TO DO
Word for word, set down the entries below.

DATA
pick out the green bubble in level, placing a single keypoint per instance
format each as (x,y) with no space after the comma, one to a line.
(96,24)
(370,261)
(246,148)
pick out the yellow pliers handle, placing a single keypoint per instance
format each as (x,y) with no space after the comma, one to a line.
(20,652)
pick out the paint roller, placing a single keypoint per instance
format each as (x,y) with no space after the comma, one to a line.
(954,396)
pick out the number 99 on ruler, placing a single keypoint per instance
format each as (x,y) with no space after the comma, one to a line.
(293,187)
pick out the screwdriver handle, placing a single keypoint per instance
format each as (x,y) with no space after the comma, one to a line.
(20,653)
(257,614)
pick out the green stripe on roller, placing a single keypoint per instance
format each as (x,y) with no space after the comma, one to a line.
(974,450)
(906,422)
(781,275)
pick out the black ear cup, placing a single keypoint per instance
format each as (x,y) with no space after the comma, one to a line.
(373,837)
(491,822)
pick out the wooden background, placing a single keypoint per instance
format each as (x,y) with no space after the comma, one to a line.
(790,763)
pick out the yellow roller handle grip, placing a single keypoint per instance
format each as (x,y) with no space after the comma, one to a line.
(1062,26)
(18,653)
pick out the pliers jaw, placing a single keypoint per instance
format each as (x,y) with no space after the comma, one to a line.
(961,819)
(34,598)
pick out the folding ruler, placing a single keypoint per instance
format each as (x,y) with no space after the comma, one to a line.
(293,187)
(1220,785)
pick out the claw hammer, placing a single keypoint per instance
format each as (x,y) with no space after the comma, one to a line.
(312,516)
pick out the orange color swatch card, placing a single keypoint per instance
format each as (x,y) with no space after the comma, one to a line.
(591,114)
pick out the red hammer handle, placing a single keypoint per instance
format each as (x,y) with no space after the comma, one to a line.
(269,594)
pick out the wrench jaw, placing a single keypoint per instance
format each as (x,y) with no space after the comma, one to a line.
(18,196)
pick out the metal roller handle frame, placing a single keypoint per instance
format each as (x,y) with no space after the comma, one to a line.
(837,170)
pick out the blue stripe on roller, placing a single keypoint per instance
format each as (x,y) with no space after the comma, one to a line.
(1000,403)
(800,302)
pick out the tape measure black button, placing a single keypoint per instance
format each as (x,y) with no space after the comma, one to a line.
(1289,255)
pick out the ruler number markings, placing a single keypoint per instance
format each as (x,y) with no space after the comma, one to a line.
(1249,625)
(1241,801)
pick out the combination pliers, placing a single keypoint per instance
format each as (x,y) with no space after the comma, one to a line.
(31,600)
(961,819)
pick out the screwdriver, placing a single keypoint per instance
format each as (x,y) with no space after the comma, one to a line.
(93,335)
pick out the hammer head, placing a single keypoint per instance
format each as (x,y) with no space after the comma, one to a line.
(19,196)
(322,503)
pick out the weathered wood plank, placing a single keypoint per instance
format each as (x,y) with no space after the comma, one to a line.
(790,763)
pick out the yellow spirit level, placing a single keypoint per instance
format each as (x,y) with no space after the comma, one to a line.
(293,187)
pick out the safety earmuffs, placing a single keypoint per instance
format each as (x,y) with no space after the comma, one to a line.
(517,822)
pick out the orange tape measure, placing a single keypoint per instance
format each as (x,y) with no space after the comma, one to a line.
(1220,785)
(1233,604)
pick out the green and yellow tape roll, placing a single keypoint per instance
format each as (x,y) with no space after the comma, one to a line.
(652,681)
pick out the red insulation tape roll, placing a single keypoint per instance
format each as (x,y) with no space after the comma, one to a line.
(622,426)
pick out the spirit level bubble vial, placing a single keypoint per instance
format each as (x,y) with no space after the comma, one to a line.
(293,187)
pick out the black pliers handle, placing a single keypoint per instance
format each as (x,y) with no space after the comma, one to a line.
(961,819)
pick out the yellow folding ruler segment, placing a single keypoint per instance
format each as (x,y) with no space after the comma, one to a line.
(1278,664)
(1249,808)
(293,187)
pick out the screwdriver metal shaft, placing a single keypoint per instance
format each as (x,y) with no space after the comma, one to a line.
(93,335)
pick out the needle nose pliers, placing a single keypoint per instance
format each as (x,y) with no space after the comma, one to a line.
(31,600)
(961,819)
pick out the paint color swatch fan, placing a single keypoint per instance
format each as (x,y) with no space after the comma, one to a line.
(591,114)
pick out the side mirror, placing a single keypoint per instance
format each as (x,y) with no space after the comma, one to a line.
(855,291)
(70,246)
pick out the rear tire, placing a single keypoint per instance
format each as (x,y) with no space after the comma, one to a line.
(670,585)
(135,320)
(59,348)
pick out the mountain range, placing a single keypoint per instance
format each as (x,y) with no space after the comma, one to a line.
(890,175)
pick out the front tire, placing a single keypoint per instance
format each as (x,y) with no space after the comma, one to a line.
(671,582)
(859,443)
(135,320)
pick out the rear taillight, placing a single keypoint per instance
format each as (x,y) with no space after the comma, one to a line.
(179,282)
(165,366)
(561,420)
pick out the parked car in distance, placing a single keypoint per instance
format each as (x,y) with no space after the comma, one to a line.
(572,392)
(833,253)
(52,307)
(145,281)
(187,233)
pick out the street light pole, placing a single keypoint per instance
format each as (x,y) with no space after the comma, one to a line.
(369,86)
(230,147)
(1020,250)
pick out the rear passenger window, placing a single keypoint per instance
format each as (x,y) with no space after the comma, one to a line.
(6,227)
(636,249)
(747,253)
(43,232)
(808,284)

RESPONSE AREA
pick out the green bubble in level, placing a single keypoint per instance
format each as (x,y) with no space after the comma, one to a line.
(96,24)
(370,261)
(246,148)
pick out the yellow pliers handle, placing a single keypoint per instance
format each as (x,y) with no space after the comma, one to a line.
(20,652)
pick out the paint roller, placing a single keypoint per instance
format each as (x,y) with no space after the comma, one to a line.
(954,396)
pick out the number 99 on ruler, placing a single keypoint per instance
format each as (x,y) with no space after the comma, one to a line.
(293,187)
pick out the screwdriver handle, placing a single keypoint per instance
format each as (x,y) with no space after the comma, one to a line.
(20,653)
(257,614)
pick out the green stripe on roller, placing a single keypoint per instance
format each as (x,y) with no space after the comma, one to a line.
(974,450)
(906,422)
(781,275)
pick out the black ear cup, placing a single keypoint per instance
format each as (x,y) with no space after the comma, one to a line.
(373,837)
(491,822)
pick out the wooden background, placing a single keypoint per instance
format each as (x,y) with no space after the comma, one to a line.
(790,763)
pick out the yellow roller handle grip, placing a single keypoint per instance
format each as (x,y) with no space after the comma, one to a line.
(1062,26)
(18,653)
pick out the pliers jaw, placing a single keypoint per instance
format each as (x,y) with no space after the comma, one to a line.
(961,819)
(34,598)
pick out the folding ruler, placing a single keypoint per instance
format each as (x,y) with no space after the comma, one to a line.
(293,187)
(1220,785)
pick out the claw hammer, placing a single keypoint per instance
format each as (x,y) with no space after the comma, one to a line.
(312,516)
pick out the orange color swatch card, placing a single keypoint per instance
format each as (x,y) with no space after the comma, one to a line.
(591,114)
pick out the red hammer handle, placing a single keypoint per instance
format each as (x,y) with no space after the comma, one to a line.
(269,594)
pick out the wrench jaw, placing a single keypoint per instance
format each as (x,y) with no space after the comma, one to a line.
(18,196)
pick out the metal roller handle frame, placing a single keypoint per instance
format each as (x,y) with no space after the comma, one to a line.
(837,170)
pick out the blue stripe on roller, placing a single keypoint per instance
format each as (x,y) with no space after the comma, one to a line.
(1000,403)
(800,302)
pick out the tape measure black button, placing a single keypoint per instance
format each as (x,y) with no space after the comma, one to a line.
(1289,255)
pick out the ruler number markings, placing a single keypoint per instance
format each as (x,y) with no space after the comma, one to a line.
(1249,625)
(1241,801)
pick out the combination pliers, placing a single keypoint per instance
format each as (x,y) with no space after the comma, one to a line.
(31,600)
(961,819)
pick out the screwdriver, placing a single keypoint per instance
format each as (x,y) with no space after the comma, one to a line.
(93,335)
pick out the hammer head, placing a single keypoint per instance
format each as (x,y) with no space after the comma, one to a line.
(19,196)
(322,503)
pick out the weathered wood plank, placing a single keypoint per instance
format each as (x,y) with no space after the comma, one to a line.
(790,763)
pick out the yellow spirit level, placing a single keypoint per instance
format each as (x,y) with no space after the comma, one to a line.
(293,187)
pick out the safety earmuffs, placing a single keypoint per instance
format each as (x,y) with no space after the comma, one to a line.
(517,822)
pick out the orange tape measure, placing a single keypoint per instance
format each as (x,y) with no space after the comma, one to a line.
(1220,785)
(1233,604)
pick out the green and yellow tape roll, placing a single keypoint per instance
format each as (x,y) with no space after the comma, one to a line.
(652,681)
pick out the red insulation tape roll, placing a single keypoint per instance
format each as (x,y) with no space after the comma, one to a line.
(622,426)
pick out the spirit level bubble vial, placing a single keypoint per instance
format each as (x,y) with no space after the comma, one to a line.
(293,187)
pick out the black pliers handle, placing a single keypoint per instance
format each as (x,y) with no space after the comma, one to a line.
(961,819)
pick out the yellow folding ruler segment, placing a single keypoint per instance
format each as (x,y) with no space after the comma, one to a line.
(1278,664)
(1249,808)
(293,187)
pick out the screwdriver metal shaft, placing a single keypoint per instance
format each as (x,y) with no space after the comma, one to a line.
(93,335)
pick out the needle nose pliers, placing a single keypoint per instance
format each as (x,y) with no space after the comma, one to a line.
(31,600)
(961,819)
pick out the paint color swatch fan, placing a single keypoint per instance
format each as (x,y) with no space after the comma, one to a line.
(591,114)
pick out the side mirror, placing a single keypoint per instance
format each as (x,y) with no space after the comma, one to a line.
(855,291)
(70,246)
pick out the rear tire, placing a single keypoint per instance
format each as (x,y) with no space after the comma, one to a line.
(670,585)
(135,320)
(59,348)
pick out the mountain range, placing a single keypoint per instance
format each as (x,y) with no space after the comma, one to a line.
(890,175)
pick out the front tire, placing a single keypoint per instance
format each as (x,y) with no space after the comma, one to a line.
(671,582)
(859,443)
(135,320)
pick out the rear taillight, placing a single keypoint per instance
format each as (x,y) with no space after the comma, one to a line.
(179,282)
(165,366)
(561,420)
pick out the parked car in distance, placing a single keypoint per instance
format each as (x,y) with no space after the comma, one to a line.
(572,392)
(833,253)
(52,307)
(145,281)
(187,233)
pick out the street light pole, placing a single keypoint per instance
format each as (x,y) with no space after the comma, one to a line.
(369,86)
(230,147)
(1020,250)
pick out the rear passenger window, placing a single keypoint per instance
format each as (x,y) with no space after the comma, one to a line.
(6,227)
(636,249)
(747,253)
(43,232)
(808,284)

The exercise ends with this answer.